Your task:
Give an exact copy of the lines of the records below, starting at the line containing "Task: indicate one point per instance of the wooden side" and running to the end.

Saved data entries
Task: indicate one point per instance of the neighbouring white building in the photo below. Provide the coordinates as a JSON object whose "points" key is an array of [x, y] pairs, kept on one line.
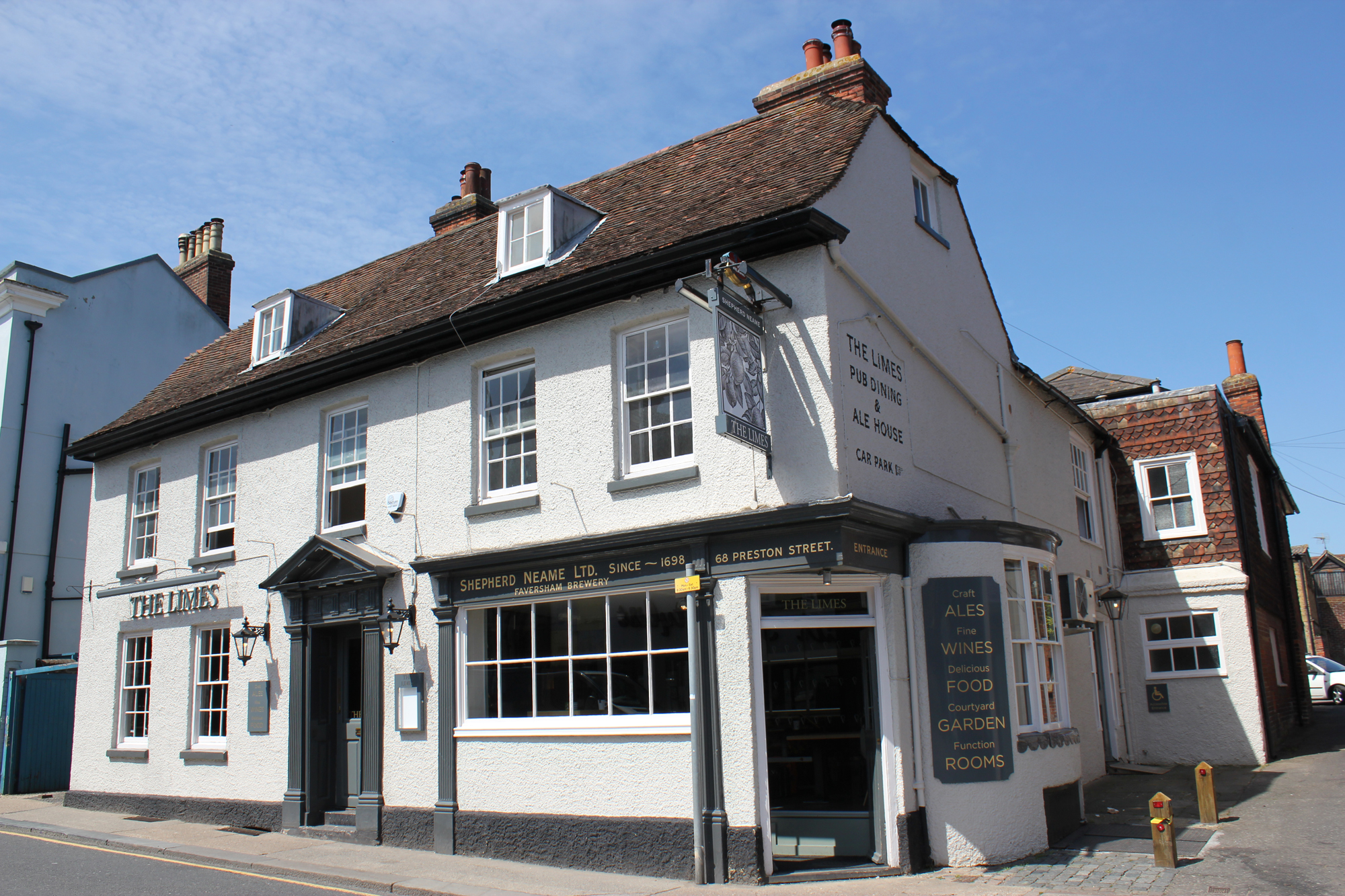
{"points": [[523, 434]]}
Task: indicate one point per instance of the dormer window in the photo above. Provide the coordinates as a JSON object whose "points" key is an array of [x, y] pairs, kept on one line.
{"points": [[271, 329], [287, 319], [541, 227]]}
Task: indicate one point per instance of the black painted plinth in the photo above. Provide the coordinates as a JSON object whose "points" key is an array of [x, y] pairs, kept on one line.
{"points": [[240, 813]]}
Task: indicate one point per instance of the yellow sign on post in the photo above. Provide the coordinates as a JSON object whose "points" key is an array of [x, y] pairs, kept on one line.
{"points": [[1206, 792], [1161, 826]]}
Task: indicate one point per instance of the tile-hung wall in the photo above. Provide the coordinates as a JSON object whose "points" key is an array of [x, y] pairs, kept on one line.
{"points": [[544, 436]]}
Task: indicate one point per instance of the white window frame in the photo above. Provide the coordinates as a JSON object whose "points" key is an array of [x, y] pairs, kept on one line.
{"points": [[1082, 473], [504, 434], [1257, 502], [559, 725], [132, 549], [1198, 502], [926, 202], [206, 676], [675, 462], [278, 311], [360, 460], [541, 198], [1171, 643], [1274, 657], [143, 685], [220, 498], [1036, 661]]}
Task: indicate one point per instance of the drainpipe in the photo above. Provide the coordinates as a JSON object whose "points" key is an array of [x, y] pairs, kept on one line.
{"points": [[56, 532], [853, 276], [34, 326], [917, 728], [693, 686]]}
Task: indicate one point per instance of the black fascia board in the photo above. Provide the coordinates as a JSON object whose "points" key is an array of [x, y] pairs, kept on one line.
{"points": [[839, 510], [587, 290]]}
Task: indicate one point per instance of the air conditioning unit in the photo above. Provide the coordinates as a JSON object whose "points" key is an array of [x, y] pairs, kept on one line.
{"points": [[1078, 599]]}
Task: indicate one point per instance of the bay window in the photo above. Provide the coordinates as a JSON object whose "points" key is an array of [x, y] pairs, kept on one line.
{"points": [[1036, 651]]}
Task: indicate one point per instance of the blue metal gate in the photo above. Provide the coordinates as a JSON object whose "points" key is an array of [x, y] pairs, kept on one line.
{"points": [[40, 733]]}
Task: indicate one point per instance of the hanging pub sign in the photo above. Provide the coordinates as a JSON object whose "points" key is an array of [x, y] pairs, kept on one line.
{"points": [[738, 346], [969, 685]]}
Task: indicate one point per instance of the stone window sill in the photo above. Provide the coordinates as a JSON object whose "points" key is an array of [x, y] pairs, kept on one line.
{"points": [[128, 755], [654, 479], [933, 233], [501, 506], [1048, 739], [213, 557]]}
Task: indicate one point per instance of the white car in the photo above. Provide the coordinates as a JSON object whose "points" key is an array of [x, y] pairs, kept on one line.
{"points": [[1327, 680]]}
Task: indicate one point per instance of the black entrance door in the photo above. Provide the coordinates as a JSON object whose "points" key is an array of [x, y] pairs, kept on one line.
{"points": [[336, 720], [822, 744]]}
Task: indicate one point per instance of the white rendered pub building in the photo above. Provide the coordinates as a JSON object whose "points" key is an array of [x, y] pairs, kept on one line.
{"points": [[451, 494]]}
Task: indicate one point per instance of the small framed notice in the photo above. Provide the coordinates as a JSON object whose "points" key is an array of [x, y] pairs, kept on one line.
{"points": [[259, 706]]}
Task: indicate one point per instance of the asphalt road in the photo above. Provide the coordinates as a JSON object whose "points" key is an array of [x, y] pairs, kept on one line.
{"points": [[40, 866]]}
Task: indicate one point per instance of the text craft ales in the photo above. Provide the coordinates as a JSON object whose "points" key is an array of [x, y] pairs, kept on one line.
{"points": [[966, 682]]}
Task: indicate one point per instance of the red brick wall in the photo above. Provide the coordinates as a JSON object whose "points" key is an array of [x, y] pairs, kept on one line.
{"points": [[1171, 427], [1203, 424]]}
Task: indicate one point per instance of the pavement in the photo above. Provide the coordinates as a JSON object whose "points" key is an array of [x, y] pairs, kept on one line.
{"points": [[1281, 833]]}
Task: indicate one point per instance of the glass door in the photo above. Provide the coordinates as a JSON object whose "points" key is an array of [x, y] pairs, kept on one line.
{"points": [[822, 735]]}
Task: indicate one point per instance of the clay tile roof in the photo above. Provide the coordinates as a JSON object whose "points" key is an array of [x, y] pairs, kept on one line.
{"points": [[747, 171], [1082, 384]]}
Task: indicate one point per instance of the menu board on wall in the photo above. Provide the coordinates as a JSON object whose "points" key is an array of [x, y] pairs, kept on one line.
{"points": [[970, 700]]}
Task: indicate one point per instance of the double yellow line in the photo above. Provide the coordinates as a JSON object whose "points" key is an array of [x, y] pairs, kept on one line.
{"points": [[178, 861]]}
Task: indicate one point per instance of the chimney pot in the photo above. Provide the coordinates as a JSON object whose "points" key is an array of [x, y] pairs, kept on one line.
{"points": [[471, 178], [813, 53], [843, 38]]}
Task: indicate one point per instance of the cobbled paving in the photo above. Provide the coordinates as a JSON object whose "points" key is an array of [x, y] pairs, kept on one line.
{"points": [[1062, 869]]}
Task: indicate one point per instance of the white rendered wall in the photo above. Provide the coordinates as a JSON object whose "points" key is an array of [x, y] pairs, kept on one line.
{"points": [[1214, 719], [968, 821]]}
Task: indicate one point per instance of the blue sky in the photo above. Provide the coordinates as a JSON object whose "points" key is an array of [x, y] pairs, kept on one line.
{"points": [[1145, 179]]}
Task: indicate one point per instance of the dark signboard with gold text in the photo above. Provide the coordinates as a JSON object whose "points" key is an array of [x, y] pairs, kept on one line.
{"points": [[797, 548], [806, 548], [970, 700], [559, 577]]}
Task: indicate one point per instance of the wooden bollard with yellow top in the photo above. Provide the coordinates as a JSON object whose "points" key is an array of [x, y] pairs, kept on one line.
{"points": [[1206, 794], [1161, 826]]}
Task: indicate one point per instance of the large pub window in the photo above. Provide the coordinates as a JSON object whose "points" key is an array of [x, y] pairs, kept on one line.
{"points": [[607, 655]]}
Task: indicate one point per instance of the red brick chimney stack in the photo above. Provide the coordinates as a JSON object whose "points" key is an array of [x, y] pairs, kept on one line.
{"points": [[845, 77], [206, 268], [473, 205], [1242, 389]]}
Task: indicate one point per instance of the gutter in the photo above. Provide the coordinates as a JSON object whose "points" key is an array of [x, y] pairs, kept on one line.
{"points": [[548, 302], [34, 326], [50, 598]]}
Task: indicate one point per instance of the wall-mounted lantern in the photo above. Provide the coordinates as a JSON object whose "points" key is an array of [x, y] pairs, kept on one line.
{"points": [[392, 622], [1114, 603], [247, 638]]}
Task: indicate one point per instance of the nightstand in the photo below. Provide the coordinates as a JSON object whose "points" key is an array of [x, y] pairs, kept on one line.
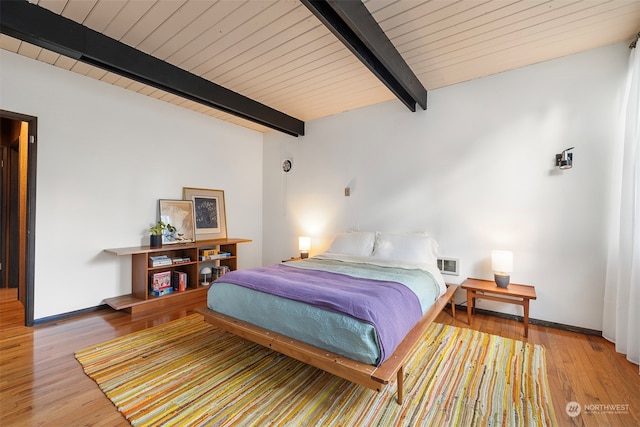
{"points": [[487, 289]]}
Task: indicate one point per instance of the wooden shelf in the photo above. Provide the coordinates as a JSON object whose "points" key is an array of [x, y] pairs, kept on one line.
{"points": [[140, 299]]}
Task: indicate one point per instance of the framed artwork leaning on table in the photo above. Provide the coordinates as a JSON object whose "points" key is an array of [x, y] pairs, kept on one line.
{"points": [[209, 212]]}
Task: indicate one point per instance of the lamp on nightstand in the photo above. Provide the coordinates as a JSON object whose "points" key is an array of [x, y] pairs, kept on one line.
{"points": [[304, 244], [206, 272], [502, 265]]}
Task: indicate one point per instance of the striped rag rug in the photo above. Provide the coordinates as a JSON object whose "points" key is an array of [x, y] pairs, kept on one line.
{"points": [[188, 373]]}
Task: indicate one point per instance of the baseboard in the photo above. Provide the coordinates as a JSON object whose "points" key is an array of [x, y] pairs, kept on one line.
{"points": [[63, 316], [577, 329]]}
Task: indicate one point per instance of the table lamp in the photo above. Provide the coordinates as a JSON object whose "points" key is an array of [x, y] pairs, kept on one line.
{"points": [[304, 244], [502, 265]]}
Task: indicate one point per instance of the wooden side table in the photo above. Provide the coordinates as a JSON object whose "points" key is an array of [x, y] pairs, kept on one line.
{"points": [[487, 289]]}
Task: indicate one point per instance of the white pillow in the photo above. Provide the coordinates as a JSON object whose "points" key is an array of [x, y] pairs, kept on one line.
{"points": [[359, 243], [415, 248]]}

Task result:
Task: indicate one point per instance of the wooden side table in the photo above. Provide the coordinates as a JSON object whose "points" key is an array of [x, y] pairs, kept on one line.
{"points": [[487, 289]]}
Task: indicate one point per instance of the white pillow in the photo above. Provide the coordinates as a JSON object whose "points" key is an array of [x, y] pairs, kept on one line.
{"points": [[359, 243], [415, 248]]}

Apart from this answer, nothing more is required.